■ **Records to use**:

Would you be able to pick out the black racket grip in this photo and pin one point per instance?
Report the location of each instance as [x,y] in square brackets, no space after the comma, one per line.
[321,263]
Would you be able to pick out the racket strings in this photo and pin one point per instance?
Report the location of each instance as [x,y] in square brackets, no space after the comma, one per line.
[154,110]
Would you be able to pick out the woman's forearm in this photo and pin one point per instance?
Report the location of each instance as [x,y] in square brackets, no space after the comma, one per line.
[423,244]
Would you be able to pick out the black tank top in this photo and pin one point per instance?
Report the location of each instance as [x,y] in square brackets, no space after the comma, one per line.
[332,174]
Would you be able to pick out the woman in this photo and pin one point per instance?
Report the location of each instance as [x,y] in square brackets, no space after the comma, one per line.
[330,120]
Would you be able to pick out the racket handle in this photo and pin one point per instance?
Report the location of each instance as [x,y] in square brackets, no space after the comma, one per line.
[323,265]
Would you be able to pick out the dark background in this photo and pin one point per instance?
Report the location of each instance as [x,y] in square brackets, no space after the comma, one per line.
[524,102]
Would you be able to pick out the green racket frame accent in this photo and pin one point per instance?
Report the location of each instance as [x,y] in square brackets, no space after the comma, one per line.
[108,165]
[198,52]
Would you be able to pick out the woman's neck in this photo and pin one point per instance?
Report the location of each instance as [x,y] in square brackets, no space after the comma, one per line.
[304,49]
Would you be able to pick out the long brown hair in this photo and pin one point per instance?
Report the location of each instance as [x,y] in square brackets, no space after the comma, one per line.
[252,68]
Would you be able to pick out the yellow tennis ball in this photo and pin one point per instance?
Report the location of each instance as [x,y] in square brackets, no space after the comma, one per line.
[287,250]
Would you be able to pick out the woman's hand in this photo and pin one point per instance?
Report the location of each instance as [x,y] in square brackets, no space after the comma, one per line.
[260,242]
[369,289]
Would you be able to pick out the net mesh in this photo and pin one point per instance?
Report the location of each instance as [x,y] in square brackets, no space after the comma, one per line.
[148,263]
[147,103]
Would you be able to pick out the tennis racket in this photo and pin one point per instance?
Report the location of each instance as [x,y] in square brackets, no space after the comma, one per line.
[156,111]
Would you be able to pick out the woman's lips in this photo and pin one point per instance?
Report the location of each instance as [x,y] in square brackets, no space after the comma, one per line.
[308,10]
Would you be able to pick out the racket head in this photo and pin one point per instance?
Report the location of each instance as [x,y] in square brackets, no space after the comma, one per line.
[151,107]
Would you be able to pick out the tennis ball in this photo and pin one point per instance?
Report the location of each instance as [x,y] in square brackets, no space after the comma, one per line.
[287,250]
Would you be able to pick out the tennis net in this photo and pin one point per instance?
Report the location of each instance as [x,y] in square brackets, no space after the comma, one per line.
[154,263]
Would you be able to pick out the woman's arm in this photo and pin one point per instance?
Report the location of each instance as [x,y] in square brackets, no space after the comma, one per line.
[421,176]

■ **Written request**:
Copy the lines word for word, starting with the line that contains "Would you be able to pick out the tennis ball" and going on through the last line of the records.

■ **Response to the task**:
Would you be able to pick out the tennis ball in this photo and pin one point per instance?
Report the location of each instance as [x,y] in square brackets, no space after the comma, one per line.
[287,250]
Would you be able to pick out the tennis net in this photo and pin one point per instance?
Report the location of each instance as [x,y] in square brackets, no space after the comma, one per line.
[154,263]
Would you be able to pick out the woman's arm in this photo and pin one point per instance?
Report the location of each instance as [x,y] in square brackets, no space after the comma, one per line.
[421,176]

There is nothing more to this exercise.